### Given task
Reproduce the stretch of records below from the line containing "[locate] the arch" through the line containing "<point>721,330</point>", requests included, scaling every answer coordinate by 1.75 and rounding to whole numbers with halves rounded up. Leave the requests and their format samples unchanged, and give only those lines.

Labeling entries for object positions
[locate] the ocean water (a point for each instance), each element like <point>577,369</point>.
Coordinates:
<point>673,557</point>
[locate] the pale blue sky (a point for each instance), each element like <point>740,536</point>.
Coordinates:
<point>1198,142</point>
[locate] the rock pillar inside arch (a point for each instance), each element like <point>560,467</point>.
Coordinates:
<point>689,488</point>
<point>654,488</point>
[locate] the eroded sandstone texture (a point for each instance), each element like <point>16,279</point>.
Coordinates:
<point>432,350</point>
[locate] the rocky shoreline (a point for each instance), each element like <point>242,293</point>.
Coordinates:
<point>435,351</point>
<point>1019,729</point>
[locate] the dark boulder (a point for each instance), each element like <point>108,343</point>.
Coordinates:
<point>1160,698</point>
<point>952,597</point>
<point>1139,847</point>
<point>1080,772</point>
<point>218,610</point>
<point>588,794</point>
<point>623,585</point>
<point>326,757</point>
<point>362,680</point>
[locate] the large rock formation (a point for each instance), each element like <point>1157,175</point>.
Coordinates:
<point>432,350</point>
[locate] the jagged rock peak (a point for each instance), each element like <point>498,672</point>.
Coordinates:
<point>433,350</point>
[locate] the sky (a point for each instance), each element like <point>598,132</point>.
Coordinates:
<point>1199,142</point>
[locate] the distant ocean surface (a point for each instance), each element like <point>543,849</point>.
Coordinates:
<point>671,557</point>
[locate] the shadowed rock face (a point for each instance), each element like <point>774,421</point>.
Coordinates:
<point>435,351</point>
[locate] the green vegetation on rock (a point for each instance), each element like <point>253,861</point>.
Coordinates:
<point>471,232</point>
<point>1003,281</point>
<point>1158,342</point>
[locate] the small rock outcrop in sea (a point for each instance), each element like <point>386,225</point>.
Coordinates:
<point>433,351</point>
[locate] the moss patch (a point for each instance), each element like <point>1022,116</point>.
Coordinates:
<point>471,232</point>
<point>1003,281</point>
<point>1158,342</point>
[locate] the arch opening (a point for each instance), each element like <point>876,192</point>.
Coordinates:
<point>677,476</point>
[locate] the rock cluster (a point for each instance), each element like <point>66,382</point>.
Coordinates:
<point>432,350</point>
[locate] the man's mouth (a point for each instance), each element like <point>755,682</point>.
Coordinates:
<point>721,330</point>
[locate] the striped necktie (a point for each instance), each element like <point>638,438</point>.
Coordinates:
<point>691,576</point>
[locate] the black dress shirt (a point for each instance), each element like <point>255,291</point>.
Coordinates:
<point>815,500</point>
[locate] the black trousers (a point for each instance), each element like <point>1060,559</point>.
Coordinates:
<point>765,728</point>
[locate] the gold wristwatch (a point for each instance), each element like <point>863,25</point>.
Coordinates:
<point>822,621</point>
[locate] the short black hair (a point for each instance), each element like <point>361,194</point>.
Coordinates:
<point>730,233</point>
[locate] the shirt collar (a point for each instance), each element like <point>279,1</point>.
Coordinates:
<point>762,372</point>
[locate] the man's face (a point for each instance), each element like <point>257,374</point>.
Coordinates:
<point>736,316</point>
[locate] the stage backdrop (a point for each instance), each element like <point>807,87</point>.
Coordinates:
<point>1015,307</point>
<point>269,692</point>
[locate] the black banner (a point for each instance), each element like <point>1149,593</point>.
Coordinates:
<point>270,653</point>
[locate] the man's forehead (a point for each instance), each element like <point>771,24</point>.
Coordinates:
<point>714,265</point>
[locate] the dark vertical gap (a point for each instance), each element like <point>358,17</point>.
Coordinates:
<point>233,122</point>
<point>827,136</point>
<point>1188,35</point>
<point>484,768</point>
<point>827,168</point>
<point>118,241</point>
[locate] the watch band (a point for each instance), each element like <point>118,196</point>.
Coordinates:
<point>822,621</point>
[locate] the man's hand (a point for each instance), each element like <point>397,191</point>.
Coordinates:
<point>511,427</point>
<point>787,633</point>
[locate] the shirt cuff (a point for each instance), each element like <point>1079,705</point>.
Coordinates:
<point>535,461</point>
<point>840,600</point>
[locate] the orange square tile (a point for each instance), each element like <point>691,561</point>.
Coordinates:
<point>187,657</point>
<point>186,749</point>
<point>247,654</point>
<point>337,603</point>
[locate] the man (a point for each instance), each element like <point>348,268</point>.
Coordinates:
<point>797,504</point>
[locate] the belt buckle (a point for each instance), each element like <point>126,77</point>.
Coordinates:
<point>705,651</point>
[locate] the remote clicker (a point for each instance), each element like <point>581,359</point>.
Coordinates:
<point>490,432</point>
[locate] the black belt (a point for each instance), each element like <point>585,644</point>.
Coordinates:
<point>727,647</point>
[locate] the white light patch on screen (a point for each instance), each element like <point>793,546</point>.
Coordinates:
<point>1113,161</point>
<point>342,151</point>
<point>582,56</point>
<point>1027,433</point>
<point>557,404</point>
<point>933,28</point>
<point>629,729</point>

### Solution to this task
[locate] the arch opening (a point for each instance), each element like <point>876,192</point>.
Coordinates:
<point>1185,833</point>
[locate] the rock cluster (a point for each instance), each element like <point>66,382</point>.
Coordinates:
<point>756,613</point>
[locate] the man's mouth (a point for each instance), each element like <point>755,682</point>.
Coordinates:
<point>1262,578</point>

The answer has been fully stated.